→ WRITTEN PROBLEM
Return all of the records below word for word, with every line unchanged.

Object point labels
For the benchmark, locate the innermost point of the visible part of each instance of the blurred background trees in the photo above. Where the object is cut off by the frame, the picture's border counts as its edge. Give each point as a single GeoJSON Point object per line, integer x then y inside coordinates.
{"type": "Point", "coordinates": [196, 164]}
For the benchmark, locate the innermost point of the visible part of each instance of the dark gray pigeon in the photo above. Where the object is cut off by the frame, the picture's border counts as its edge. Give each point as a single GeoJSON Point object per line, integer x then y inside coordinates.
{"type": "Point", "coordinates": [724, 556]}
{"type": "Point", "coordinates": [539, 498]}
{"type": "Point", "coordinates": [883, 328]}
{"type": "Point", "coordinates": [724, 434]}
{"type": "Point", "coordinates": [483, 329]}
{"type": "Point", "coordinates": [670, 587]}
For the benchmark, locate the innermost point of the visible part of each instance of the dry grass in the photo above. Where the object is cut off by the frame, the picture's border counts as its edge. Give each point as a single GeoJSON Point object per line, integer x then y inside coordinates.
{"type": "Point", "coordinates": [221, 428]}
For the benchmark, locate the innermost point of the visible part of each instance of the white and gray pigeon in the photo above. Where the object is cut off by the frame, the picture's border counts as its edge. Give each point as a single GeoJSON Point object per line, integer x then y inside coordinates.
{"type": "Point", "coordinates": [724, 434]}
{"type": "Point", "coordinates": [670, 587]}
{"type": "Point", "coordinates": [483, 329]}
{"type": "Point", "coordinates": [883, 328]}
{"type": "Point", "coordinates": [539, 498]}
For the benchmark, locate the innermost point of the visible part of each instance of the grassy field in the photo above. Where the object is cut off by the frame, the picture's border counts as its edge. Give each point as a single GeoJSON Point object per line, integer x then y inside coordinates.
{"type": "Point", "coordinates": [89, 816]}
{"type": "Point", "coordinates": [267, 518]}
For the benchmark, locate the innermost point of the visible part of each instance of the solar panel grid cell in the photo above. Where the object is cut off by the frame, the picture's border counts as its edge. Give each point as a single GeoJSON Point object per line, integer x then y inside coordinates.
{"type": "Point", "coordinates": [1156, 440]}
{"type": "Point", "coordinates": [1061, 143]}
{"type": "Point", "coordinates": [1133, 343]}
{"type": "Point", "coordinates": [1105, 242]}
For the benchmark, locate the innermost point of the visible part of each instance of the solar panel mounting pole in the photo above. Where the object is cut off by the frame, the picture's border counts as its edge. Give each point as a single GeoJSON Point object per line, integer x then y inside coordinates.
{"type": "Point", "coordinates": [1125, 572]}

→ ANSWER TO THIS EXERCISE
For the benchmark, locate the innermost point of the visible part of each instance of the blurred background trees in the photo above. Where the object is cut off by the frame, the picture's border counts as its edge. Give each point as a single GeoJSON Point object per line, integer x then y inside coordinates.
{"type": "Point", "coordinates": [196, 164]}
For the benchmark, locate the innermost point of the visible part of each instance of the dark gray pigeon in the photo above. Where the object is cut off by the frame, the picture's border counts as its edge. Give each point as a single GeoJSON Point object per line, integer x then y inside coordinates.
{"type": "Point", "coordinates": [724, 556]}
{"type": "Point", "coordinates": [539, 498]}
{"type": "Point", "coordinates": [883, 328]}
{"type": "Point", "coordinates": [724, 434]}
{"type": "Point", "coordinates": [483, 329]}
{"type": "Point", "coordinates": [670, 587]}
For the benchmark, locate the innermost point of the visible part of each instance of the dry grass in the photo above. Where the object is cut off by the frame, the picture's border counts as its edge. Give each point as a single GeoJSON Point object per line, integer x then y inside coordinates.
{"type": "Point", "coordinates": [221, 428]}
For the benchmark, locate the innermost point of the visible part of each instance of the white and gray pigeon in the photo above. Where the object is cut off by the frame, the picture's border counts as its edge. Give each point as a single GeoJSON Point object per line, integer x then y inside coordinates.
{"type": "Point", "coordinates": [724, 434]}
{"type": "Point", "coordinates": [670, 587]}
{"type": "Point", "coordinates": [483, 329]}
{"type": "Point", "coordinates": [883, 328]}
{"type": "Point", "coordinates": [539, 498]}
For the benchmark, locate the innermost point of the visible part of each instance of the grassy field in the photo above. Where the object is cut off by the frame, the picture's border counts as its edge. Give each point as a single GeoJSON Point object per line, integer x then y inside coordinates.
{"type": "Point", "coordinates": [89, 816]}
{"type": "Point", "coordinates": [267, 518]}
For the benchmark, locate the innermost point of the visible part of each instance of the solar panel grid cell in the photo above. Where the object is cut off by the frame, the picture's border counts as its edge. Give each point as a single GeoJSON Point object per line, integer x then y inside coordinates.
{"type": "Point", "coordinates": [1156, 440]}
{"type": "Point", "coordinates": [1061, 143]}
{"type": "Point", "coordinates": [1133, 343]}
{"type": "Point", "coordinates": [1105, 242]}
For the benchmark, locate the innermost point of the visible part of each instance of the solar panel mounting pole in the photo above. Where the object is cut off by the frame, the picture's border counts as its edge. Give each point as a single GeoJSON Point object per line, integer x then y inside coordinates.
{"type": "Point", "coordinates": [1125, 572]}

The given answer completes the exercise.